__ENUNCIADO DO EXERCÍCIO__
Transcreva literalmente o trecho do texto sobre a Geração Woodstock entre "Essas tentativas, entretanto, esbarraram" e "e no comportamento.", inclusive.

__TEXTO EXIBIDO__
Essas teses inspiraram uma nova voga anarquista, que pregava o combate ao stablishment também no íntimo de cada pessoa. As drogas serviriam para o resgate de faculdades esquecidas devido ao desuso; e a liberalidade sexual, incluindo as práticas antes estigmatizadas como perversões (homossexualismo, sodomia, sexo oral, masturbação), seria a premissa de uma visão erótica do mundo, em substituição ao princípio da realidade freudiano.
BRASIL: COMUNIDADES E BICHOS-GRILOS
A influência de Woodstock em nosso país pode ser detectada na música (Raul Seixas, Made in Brazil, a última fase dos Mutantes), no teatro (Oficina, Tuca), na cinematografia (o chamado cinema marginal) e, sobretudo, nos costumes, com os bichos-grilos que percorriam as estradas como caronas, indo e vindo à meca de Arembepe (BA), além de criarem comunidades urbanas e rurais onde exercitavam um estilo alternativo de vida.
Essas tentativas, entretanto, esbarraram no ambiente repressivo dos anos de chumbo, o que levou, por exemplo., a ser expulso do Brasil o elenco do Living Theatre de Julian Back, que supôs encontrar aqui seu paraíso tropical; e, em termos mais amplos, na própria impossibilidade de contingentes mais amplos, num país pobre como o nosso, garantirem indefinidamente seu sustento com artesanato, aulas de ioga e que tais.
A grande vitória da Geração Woodstock foi ter conseguido arrancar os Estados Unidos do Vietnã. E seu exemplo repercute até hoje no ativismo em defesa do meio ambiente e a favor de algumas causas justas.
Além disto, ela entronizou a imagem do jovem como centro do universo do consumo, em substituição ao modelo rígido do pai de família, daí derivando a descontração no vestir, no falar e no comportamento.

__TRECHO DA FONTE__
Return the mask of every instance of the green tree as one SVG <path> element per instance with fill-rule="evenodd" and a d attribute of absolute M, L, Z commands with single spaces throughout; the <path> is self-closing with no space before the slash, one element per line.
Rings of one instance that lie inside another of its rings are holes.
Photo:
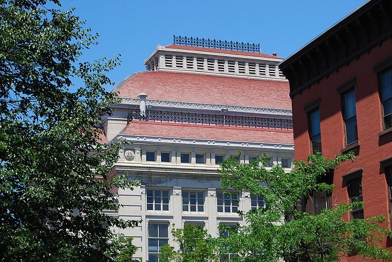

__RESOLUÇÃO DO EXERCÍCIO__
Essas tentativas, entretanto, esbarraram no ambiente repressivo dos anos de chumbo, o que levou, por exemplo., a ser expulso do Brasil o elenco do Living Theatre de Julian Back, que supôs encontrar aqui seu paraíso tropical; e, em termos mais amplos, na própria impossibilidade de contingentes mais amplos, num país pobre como o nosso, garantirem indefinidamente seu sustento com artesanato, aulas de ioga e que tais.
A grande vitória da Geração Woodstock foi ter conseguido arrancar os Estados Unidos do Vietnã. E seu exemplo repercute até hoje no ativismo em defesa do meio ambiente e a favor de algumas causas justas.
Além disto, ela entronizou a imagem do jovem como centro do universo do consumo, em substituição ao modelo rígido do pai de família, daí derivando a descontração no vestir, no falar e no comportamento.